### TEXTO DE LEITURA ###

O trecho acima, está presente na obra “Vigiar e Punir – o nascimento da prisão”, do filósofo francês Michel Foucault. O livro, publicado em 1975, é uma genealogia da alma e do corpo nos campos político, judicial e científico, especialmente em relação à punição.

Ler Foucault pode ser uma alternativa coerente em um país como o Brasil, onde o sistema prisional não resolve o problema do crime, mas cria ainda mais crime. Mas talvez as ações com foco na ressocialização do indivíduo encarcerado sejam capazes de surtir mais efeito do que o estudo de qualquer filosofia, por mais sofisticada que ela seja.

O Programa Liberdade e Assistência ao Encarcerado (PROLAE), implantado em janeiro de 2017 no Presídio de Ouro Preto (MG), consiste em uma série de ações voltadas aos cidadãos que passam pela privação de liberdade e tem como atividade principal defender e proteger os direitos e interesses do encarcerado, bem como da sociedade visando proporcionar condições harmônicas para reintegrá-lo e evitar a reincidência no crime.

Finalidade

Presidente do PROLAE gestão 2018/2021, o advogado Yuri Borges Assunção, também conhecido como Yuri da Bauxita, explica que “a finalidade do Programa Liberdade e Assistência ao Encarcerado é de recuperar e reintegrar os apenados, priorizando a valorização do homem e sua reinserção na sociedade, objetivando gerar humanização dentro do sistema penitenciário”.  

“Com capacidade para beneficiar 40 reeducandos, 36 homens e 04 mulheres que se encontram no regime semiaberto de cumprimento de pena, fazendo com que diminua cada vez mais a reincidência do crime por meio de uma filosofia de resgate do humano intrínseco ao criminoso”.

###

__TAREFA PROPOSTA 1__.
Nos registros, comece na linha que contém "Where can the green upper" e pare depois da linha que contém "point(38, 76)". Reescreva esse trecho substituindo "green foliage" por "green leaves" e mantendo todo o resto inalterado.
Os registros não têm relação alguma com o texto.

### REGISTROS FORNECIDOS ###

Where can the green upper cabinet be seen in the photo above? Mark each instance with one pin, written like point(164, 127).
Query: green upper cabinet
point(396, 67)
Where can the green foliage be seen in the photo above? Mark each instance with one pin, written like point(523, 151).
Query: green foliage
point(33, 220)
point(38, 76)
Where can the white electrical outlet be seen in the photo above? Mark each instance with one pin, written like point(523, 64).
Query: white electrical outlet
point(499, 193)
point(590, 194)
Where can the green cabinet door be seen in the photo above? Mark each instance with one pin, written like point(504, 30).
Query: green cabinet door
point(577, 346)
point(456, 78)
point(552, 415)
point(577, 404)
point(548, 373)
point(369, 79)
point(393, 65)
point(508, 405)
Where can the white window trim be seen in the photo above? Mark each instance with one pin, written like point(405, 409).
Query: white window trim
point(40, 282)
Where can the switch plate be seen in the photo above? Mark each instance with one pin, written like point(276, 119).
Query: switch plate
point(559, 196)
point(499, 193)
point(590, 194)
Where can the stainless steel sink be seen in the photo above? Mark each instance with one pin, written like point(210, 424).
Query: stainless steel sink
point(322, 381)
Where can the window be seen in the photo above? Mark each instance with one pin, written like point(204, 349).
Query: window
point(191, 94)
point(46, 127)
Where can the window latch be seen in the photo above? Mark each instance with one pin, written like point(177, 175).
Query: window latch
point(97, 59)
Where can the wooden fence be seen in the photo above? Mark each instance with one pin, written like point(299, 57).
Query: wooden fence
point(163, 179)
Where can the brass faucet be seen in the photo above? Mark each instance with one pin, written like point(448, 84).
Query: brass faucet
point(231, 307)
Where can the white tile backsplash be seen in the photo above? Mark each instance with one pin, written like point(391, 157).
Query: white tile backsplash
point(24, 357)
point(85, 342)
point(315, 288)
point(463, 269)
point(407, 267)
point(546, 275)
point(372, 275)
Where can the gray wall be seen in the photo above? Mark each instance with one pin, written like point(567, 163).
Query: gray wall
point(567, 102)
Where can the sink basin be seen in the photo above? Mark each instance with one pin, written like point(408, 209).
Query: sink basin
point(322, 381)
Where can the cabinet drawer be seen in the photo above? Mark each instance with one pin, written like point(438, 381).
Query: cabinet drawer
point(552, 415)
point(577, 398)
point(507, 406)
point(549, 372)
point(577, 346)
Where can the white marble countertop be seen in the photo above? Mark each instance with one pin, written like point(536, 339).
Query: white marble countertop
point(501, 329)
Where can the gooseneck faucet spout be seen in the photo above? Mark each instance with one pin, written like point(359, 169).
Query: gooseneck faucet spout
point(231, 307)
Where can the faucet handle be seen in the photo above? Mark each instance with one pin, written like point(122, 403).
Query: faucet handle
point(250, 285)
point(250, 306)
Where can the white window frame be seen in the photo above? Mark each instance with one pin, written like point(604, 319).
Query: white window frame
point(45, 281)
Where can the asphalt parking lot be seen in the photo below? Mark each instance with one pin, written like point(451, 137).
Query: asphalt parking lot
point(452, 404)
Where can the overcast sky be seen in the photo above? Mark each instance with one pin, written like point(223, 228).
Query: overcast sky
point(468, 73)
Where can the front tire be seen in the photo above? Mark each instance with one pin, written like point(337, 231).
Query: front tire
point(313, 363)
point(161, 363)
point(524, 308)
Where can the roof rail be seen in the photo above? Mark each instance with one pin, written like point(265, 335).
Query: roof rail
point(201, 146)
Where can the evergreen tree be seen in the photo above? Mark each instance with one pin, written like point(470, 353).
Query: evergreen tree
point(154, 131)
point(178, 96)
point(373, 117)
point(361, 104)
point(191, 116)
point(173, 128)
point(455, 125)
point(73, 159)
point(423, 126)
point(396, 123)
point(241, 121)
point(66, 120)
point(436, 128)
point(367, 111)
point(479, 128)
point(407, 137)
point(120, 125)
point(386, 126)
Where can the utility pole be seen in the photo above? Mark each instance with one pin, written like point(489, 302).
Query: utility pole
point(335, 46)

###
### REGISTROS FORNECIDOS ###

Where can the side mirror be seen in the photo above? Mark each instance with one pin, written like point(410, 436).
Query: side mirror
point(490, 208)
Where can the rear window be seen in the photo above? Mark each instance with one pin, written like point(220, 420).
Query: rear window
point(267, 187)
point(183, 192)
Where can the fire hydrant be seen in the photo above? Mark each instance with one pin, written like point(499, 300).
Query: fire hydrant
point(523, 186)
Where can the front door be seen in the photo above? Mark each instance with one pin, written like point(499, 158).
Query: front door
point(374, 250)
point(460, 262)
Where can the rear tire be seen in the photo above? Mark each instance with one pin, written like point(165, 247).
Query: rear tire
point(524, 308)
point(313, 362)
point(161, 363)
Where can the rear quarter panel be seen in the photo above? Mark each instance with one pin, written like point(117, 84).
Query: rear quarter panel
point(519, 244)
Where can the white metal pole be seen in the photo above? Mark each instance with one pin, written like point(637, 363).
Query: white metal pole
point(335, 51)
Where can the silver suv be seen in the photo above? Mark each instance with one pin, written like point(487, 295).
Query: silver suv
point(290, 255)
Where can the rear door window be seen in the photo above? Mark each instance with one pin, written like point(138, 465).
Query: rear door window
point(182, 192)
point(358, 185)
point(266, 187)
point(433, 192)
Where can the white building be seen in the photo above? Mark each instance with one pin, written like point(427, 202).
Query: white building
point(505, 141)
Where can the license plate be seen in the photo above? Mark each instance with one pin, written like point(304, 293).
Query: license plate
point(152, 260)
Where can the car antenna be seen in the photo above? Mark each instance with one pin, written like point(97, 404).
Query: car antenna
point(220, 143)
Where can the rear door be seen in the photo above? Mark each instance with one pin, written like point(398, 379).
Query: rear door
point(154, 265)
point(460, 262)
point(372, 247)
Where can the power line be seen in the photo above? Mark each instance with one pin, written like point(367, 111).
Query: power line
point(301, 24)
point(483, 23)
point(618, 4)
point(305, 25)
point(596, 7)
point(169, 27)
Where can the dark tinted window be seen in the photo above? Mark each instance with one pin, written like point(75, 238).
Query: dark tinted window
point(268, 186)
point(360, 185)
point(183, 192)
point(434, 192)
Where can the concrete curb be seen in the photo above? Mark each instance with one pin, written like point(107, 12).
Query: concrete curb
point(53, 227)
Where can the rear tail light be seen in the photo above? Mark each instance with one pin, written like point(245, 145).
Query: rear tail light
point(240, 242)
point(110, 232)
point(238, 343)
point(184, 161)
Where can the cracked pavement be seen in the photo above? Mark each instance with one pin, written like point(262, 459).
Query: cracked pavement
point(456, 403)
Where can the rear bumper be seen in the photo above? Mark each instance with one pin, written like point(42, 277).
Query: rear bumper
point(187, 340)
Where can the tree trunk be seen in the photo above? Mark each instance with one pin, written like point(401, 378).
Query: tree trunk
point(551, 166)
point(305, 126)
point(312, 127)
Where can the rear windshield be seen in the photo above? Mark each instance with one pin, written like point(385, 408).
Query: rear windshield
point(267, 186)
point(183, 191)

###

__TAREFA PROPOSTA 2__.
Responda, com base no texto:
(a) Em que ano foi publicado o livro “Vigiar e Punir”?
(b) Em que mês e ano o PROLAE foi implantado no Presídio de Ouro Preto?
(c) Quantos reeducandos o programa tem capacidade para beneficiar?

__RESOLUÇÃO DO EXERCÍCIO 1__.
Where can the green upper cabinet be seen in the photo above? Mark each instance with one pin, written like point(164, 127).
Query: green upper cabinet
point(396, 67)
Where can the green leaves be seen in the photo above? Mark each instance with one pin, written like point(523, 151).
Query: green leaves
point(33, 220)
point(38, 76)

__RESOLUÇÃO DO EXERCÍCIO 2__.
(a) Em 1975.
(b) Em janeiro de 2017.
(c) 40 reeducandos: 36 homens e 04 mulheres.